Entrées de pointage et d'étiquetage:
__________________________________________________

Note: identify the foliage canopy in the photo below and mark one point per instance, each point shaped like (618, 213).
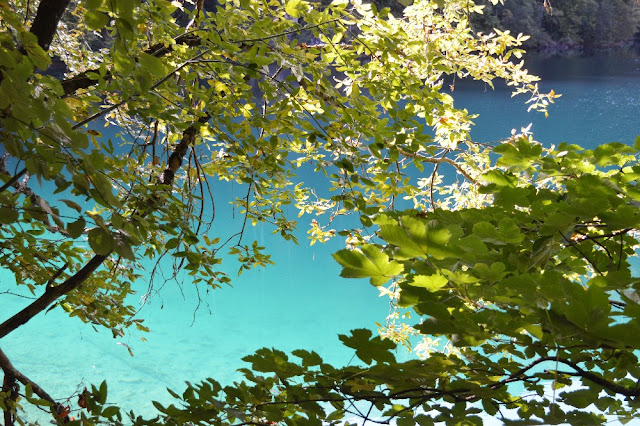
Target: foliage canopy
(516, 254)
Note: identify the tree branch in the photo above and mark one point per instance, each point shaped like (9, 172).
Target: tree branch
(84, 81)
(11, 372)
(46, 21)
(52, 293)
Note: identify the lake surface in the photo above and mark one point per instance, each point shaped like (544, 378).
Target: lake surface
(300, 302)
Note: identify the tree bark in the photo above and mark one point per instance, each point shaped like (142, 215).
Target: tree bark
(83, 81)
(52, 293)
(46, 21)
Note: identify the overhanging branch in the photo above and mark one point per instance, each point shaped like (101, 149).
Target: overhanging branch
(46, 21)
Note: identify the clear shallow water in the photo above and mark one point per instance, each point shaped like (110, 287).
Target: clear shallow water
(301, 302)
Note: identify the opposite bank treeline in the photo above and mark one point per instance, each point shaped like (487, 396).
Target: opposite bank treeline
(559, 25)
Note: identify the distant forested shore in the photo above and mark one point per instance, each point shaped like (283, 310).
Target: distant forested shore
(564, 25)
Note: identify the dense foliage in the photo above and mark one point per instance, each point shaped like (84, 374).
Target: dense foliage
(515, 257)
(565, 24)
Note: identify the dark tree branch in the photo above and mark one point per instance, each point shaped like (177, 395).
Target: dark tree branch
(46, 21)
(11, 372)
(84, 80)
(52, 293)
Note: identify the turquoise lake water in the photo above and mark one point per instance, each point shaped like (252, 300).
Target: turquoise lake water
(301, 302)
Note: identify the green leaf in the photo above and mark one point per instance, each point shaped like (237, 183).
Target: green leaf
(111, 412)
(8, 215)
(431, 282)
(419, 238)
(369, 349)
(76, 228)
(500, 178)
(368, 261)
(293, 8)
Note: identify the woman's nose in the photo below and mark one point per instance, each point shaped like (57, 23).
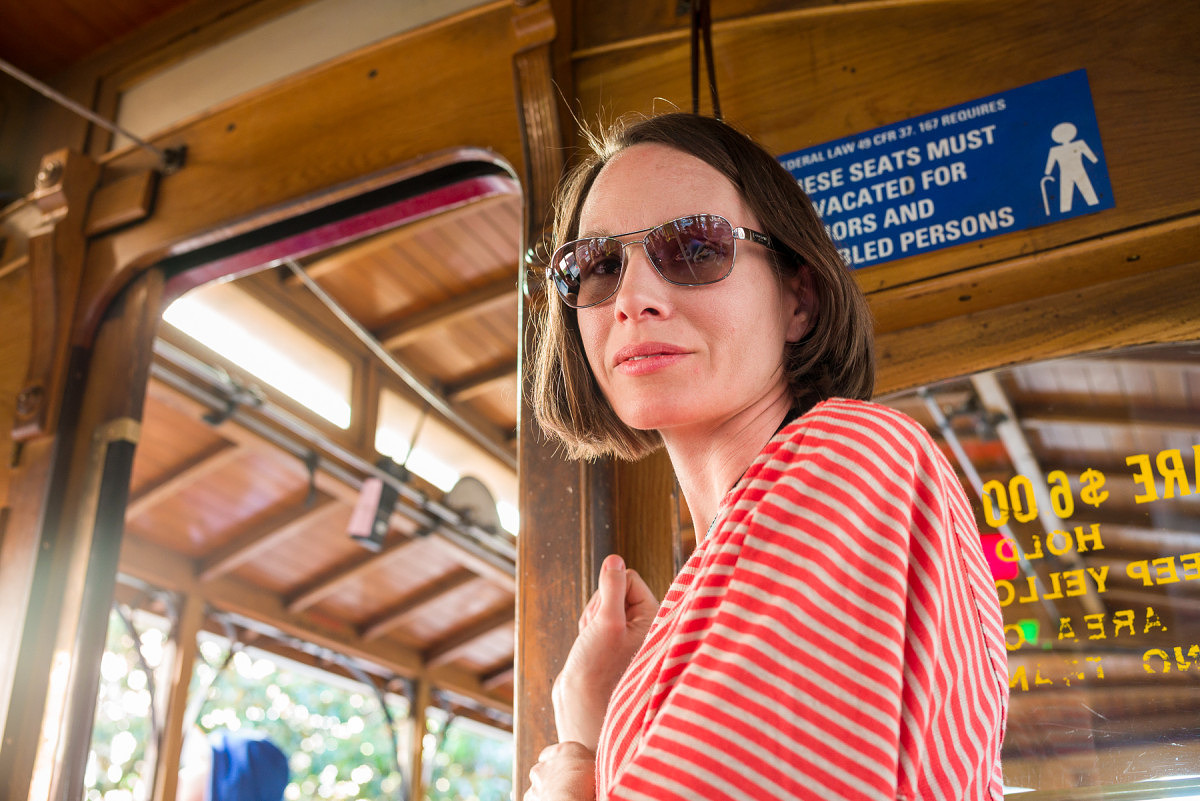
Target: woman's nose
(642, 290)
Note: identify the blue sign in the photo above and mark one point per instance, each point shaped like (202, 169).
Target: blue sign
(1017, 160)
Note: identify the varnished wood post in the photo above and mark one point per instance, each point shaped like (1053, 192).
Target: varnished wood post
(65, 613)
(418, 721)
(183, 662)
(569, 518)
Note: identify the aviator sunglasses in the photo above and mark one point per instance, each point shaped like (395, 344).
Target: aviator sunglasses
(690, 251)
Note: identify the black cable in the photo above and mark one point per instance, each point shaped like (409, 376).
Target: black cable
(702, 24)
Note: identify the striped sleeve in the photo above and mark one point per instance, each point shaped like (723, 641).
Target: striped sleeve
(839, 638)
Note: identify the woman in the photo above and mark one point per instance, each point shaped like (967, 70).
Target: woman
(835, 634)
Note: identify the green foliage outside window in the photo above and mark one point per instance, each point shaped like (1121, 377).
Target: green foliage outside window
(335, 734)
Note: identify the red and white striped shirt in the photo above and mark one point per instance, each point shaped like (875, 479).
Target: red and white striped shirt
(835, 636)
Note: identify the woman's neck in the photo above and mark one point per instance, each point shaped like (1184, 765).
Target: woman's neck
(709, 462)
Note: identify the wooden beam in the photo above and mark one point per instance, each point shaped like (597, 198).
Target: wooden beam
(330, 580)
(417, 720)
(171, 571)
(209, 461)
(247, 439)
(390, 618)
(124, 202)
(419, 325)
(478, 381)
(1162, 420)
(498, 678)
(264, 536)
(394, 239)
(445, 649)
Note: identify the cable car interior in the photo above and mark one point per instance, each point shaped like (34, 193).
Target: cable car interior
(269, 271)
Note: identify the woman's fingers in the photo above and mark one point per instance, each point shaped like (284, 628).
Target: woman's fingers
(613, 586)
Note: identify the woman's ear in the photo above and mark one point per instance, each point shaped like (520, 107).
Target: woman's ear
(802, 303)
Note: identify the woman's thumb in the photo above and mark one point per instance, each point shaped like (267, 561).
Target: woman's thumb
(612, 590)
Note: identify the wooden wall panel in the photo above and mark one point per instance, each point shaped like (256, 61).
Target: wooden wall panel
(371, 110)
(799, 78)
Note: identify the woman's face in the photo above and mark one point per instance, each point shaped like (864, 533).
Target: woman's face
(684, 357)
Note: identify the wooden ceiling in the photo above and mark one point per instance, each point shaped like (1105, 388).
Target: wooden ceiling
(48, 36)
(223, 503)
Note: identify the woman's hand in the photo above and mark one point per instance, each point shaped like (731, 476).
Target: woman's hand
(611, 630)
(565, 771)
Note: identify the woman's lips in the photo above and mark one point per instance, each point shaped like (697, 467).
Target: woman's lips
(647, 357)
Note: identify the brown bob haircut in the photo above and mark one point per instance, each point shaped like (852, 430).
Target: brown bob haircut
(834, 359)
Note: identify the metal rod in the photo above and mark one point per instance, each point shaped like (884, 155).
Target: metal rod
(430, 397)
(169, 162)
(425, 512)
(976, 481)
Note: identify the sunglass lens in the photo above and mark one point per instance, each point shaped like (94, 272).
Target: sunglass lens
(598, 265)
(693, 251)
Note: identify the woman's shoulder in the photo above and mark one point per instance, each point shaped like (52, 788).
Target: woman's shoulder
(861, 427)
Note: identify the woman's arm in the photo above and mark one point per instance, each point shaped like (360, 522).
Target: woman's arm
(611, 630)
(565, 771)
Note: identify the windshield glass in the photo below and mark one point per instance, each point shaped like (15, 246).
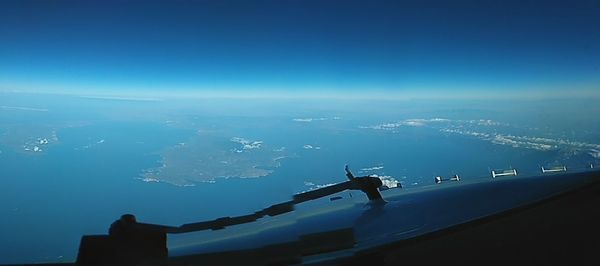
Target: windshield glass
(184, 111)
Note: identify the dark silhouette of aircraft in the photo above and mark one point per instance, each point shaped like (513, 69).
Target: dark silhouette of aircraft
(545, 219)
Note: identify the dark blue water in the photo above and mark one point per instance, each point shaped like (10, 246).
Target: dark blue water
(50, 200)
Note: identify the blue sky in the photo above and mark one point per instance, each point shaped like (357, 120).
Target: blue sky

__________________________________________________

CONSIGNE >> Transformez en liste numérotée tout ce qui va de la ligne contenant « Note: identify the windshield » jusqu'à la fin des données, sans reprendre les lignes vides. Laissez les images de côté dans votre réponse.

RÉSULTAT FINAL >>
1. Note: identify the windshield glass in the photo below and mark one point per instance, each point shaped like (15, 246).
2. Target: windshield glass
3. (184, 111)
4. Note: identify the dark silhouette of aircraft in the photo above and mark one point per instance, each point shaped like (513, 69).
5. Target: dark silhouette of aircraft
6. (545, 219)
7. Note: identify the dark blue water in the photo above and mark one point per instance, each point shaped like (10, 246).
8. Target: dark blue water
9. (50, 200)
10. Note: identify the blue sky in the photo above and mark one point per instance, each point shaped like (357, 120).
11. Target: blue sky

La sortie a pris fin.